A block of data:
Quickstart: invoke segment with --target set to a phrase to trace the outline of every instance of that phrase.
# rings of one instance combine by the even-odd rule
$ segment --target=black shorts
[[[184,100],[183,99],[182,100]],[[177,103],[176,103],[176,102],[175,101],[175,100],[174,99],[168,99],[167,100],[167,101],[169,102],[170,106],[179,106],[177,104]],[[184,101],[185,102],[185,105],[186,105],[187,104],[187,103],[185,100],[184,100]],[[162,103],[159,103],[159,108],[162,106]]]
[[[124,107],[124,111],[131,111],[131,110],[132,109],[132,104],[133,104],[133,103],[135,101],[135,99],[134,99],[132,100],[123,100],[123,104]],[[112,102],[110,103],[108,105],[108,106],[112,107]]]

DIRECTIVE:
Could you reproduce every line of the records above verbatim, with nothing altered?

FULL OUTPUT:
Quickstart: invoke segment with --target set to a phrase to trace the outline of every instance of that phrase.
# rings of one instance combine by the even-odd rule
$ segment --target=black shorts
[[[184,100],[183,99],[182,100]],[[177,103],[176,103],[176,102],[175,101],[175,100],[174,99],[168,99],[167,100],[167,101],[169,102],[170,106],[179,106],[177,104]],[[184,101],[185,102],[185,105],[186,105],[187,104],[187,103],[185,100],[184,100]],[[162,103],[159,103],[159,108],[162,106]]]
[[[124,107],[124,111],[131,111],[131,110],[132,109],[132,104],[133,104],[133,103],[135,101],[135,99],[134,99],[132,100],[123,100],[123,104]],[[112,102],[110,103],[108,105],[108,106],[112,107]]]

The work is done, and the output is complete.